All of the data below is to be returned unaltered.
BEGIN Extracted entries
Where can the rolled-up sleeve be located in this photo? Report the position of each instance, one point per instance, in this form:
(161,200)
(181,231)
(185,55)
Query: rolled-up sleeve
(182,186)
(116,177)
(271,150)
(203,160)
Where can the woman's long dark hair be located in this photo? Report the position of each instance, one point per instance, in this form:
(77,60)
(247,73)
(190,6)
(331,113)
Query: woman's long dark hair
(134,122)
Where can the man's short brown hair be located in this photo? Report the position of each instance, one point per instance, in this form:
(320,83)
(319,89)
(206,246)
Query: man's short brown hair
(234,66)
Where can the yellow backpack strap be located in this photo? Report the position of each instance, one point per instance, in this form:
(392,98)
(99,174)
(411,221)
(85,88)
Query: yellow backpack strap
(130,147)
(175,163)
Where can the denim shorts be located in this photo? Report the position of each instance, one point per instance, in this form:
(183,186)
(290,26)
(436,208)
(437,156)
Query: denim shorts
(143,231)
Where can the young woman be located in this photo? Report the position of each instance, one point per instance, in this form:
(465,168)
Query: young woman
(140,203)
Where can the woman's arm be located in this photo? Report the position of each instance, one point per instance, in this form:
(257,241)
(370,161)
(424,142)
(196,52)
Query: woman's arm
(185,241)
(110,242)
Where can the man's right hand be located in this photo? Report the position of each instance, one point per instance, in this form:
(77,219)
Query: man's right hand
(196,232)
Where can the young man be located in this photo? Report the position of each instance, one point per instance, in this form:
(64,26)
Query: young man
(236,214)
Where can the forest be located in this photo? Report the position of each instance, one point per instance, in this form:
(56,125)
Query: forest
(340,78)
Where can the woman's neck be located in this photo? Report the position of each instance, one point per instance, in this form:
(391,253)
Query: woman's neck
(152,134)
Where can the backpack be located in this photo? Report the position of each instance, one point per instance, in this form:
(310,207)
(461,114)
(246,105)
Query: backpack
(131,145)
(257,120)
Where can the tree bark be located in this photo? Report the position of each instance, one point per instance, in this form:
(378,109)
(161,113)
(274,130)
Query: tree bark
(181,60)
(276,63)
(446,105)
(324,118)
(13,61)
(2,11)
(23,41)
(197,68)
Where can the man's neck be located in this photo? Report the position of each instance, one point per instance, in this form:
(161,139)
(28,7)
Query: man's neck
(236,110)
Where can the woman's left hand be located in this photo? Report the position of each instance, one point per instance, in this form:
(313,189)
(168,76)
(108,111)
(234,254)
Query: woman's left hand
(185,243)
END Extracted entries
- [Response]
Where can the rolled-up sleeve be located in this photo? Report the position of each instance, one point per instance, in this form:
(161,200)
(181,231)
(185,55)
Query: rolled-up sleeve
(182,186)
(116,177)
(271,150)
(203,160)
Where can the woman's long dark hair be located in this photo? Report the position of each instance, one point per instance, in this form:
(77,60)
(247,73)
(190,6)
(331,113)
Query: woman's long dark hair
(134,122)
Where can the man's short brown hair be located in this photo? Report the position of each instance, one point per instance, in this form:
(320,83)
(319,89)
(206,246)
Query: man's short brown hair
(234,66)
Where can the yellow backpack strap be located in this photo? Report the position of each instance, one point per instance, in this form:
(392,98)
(99,174)
(411,221)
(85,88)
Query: yellow backpack strap
(130,147)
(175,163)
Where can the denim shorts be located in this photo? Report the position of each instance, one point per instance, in this form:
(183,186)
(290,26)
(436,208)
(437,156)
Query: denim shorts
(143,231)
Where can the young woman be located in this photo? Report the position of each instance, one point per instance, in this form:
(465,168)
Query: young woman
(140,203)
Where can the woman's arm be located in this photo? Report the position of each instance, one point per instance, in this form:
(257,241)
(370,161)
(424,142)
(196,52)
Query: woman's arm
(185,241)
(110,242)
Where can the man's right hand be located in this photo? Report the position of each instance, one point per instance, in this form:
(77,219)
Query: man's right hand
(196,232)
Where can the young man be located in this photo? Report the position of each instance, one point per instance, in this form:
(64,26)
Query: young man
(236,214)
Where can the forest be located in this photo? Report the position of each instance, one point per instance, in this form:
(56,125)
Query: forest
(340,78)
Where can the woman's neck be located in this photo? Report the position of each instance, one point per instance, in this form:
(391,253)
Query: woman's neck
(152,134)
Where can the backpack be located in this photo? Report the position of each instance, one point per instance, in this form:
(310,207)
(461,114)
(246,105)
Query: backpack
(131,145)
(257,120)
Where can the tree bark be located in this photo? Report the position of each instance, one point per instance, in this form:
(378,109)
(161,113)
(274,130)
Query: tree bark
(181,60)
(276,63)
(446,105)
(324,118)
(13,61)
(2,11)
(23,41)
(197,68)
Where can the man's neck be located in this photo? Report the position of each instance, one point per instance, in this form:
(161,139)
(28,7)
Query: man's neck
(236,110)
Where can the woman's left hand be located in this photo? Report the position of each instance, one point per instance, in this form:
(313,189)
(168,76)
(108,111)
(234,254)
Query: woman's left hand
(185,243)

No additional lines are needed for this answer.